* **Work request**: Exact transcription of the records is required.

Data extracted from a collection:

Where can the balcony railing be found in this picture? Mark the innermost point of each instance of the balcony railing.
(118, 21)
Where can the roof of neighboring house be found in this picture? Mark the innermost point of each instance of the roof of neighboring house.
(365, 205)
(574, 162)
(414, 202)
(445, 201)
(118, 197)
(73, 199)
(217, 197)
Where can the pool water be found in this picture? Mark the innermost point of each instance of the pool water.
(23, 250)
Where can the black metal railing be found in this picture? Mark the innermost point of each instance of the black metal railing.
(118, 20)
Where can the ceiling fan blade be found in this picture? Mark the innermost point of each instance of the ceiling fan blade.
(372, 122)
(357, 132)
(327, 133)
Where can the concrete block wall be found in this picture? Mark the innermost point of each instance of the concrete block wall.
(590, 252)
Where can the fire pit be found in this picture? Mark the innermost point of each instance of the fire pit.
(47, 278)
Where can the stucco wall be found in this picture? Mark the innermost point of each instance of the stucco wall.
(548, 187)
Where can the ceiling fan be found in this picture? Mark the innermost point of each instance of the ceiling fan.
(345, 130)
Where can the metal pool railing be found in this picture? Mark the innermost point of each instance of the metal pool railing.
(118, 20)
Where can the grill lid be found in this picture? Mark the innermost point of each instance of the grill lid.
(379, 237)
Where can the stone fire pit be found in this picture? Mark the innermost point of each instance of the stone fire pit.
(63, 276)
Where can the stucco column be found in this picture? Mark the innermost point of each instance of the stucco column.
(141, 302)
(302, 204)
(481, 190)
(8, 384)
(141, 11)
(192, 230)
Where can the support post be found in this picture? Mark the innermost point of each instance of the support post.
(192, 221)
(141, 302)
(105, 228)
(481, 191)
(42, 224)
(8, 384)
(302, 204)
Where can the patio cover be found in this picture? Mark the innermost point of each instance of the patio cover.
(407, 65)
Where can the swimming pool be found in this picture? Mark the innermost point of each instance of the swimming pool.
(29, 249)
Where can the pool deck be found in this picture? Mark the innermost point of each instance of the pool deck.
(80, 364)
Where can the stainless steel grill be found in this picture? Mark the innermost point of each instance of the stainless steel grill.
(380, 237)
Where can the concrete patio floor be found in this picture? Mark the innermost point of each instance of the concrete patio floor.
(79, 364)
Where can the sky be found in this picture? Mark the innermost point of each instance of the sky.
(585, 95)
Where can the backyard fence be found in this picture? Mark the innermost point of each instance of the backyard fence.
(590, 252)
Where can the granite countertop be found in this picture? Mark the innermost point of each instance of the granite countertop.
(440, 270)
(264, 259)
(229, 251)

* **Exercise output**:
Where can the balcony railing be found in this picture? Mark the innermost point of each instance of the balcony railing.
(118, 21)
Where can the roof of neighboring house be found in this picture? Mark the innermost point of each instance of the roof of neighboring house.
(365, 205)
(574, 162)
(414, 202)
(445, 201)
(118, 197)
(73, 199)
(217, 197)
Where can the pool water be found in this picture? Mark the innermost point of each instance of the pool water.
(23, 250)
Where can the black metal railing be found in this picture? Mark the innermost point of each instance of the black metal railing.
(118, 20)
Where can the ceiling fan blade be found in this picture? Mark the innermost point of each instance of the ceiling fan blade.
(372, 122)
(357, 132)
(327, 133)
Where can the concrete block wall be found in this picture? Mark the innermost point of each instance of the concrete block wall.
(590, 252)
Where can the fire pit be found in this picture? Mark the innermost point of each instance of the fire pit.
(47, 278)
Where can the stucco wall be found in this picture? Mark the innermost point of each instance of the stucco wall.
(548, 187)
Where can the ceiling fan be found in this picture? Mark the innermost point of each instance of the ceiling fan.
(345, 130)
Where can the metal pool railing be found in this picture? Mark the innermost point of each instance of the metal pool railing.
(118, 20)
Where can the grill lid be found in this picture? Mark the innermost point of each instance of the grill lid.
(379, 237)
Where can the stone fire pit be found in this picture? Mark the innermost point of each instance of the stone fire pit.
(63, 276)
Where can the stucco column be found in this picture? Mark the innermost point of each instance of the stucco column.
(141, 302)
(302, 204)
(481, 190)
(8, 384)
(141, 11)
(192, 230)
Where can the support post be found in this picture? Mark the innermost point of each instance of the support post.
(192, 221)
(141, 302)
(105, 228)
(481, 191)
(42, 224)
(8, 384)
(302, 204)
Where can the patio cover be found in this picture? Mark the innermost point of each instance of the patio cover.
(407, 65)
Where can the swimming pool be found in this picture? Mark the innermost point of each instance of the swimming pool.
(29, 249)
Where can the pool deck be found in this picture? Mark the innermost point of each instance of the pool deck.
(80, 364)
Where can the stainless steel grill be found in this picture? Mark the innermost point of each instance of the stainless steel grill.
(380, 237)
Where can the concrete patio floor be found in this picture? Mark the innermost point of each instance of the concrete patio floor.
(79, 364)
Where can the sky be found in this picture? Mark the innermost point of each instance of the sky.
(585, 95)
Where can the backyard fence be found in this picture? Mark the innermost point of each instance of the backyard fence.
(590, 252)
Where can the granite countertop be found in this picture? Mark the innermost point of each instance of the granite countertop.
(440, 270)
(264, 259)
(229, 251)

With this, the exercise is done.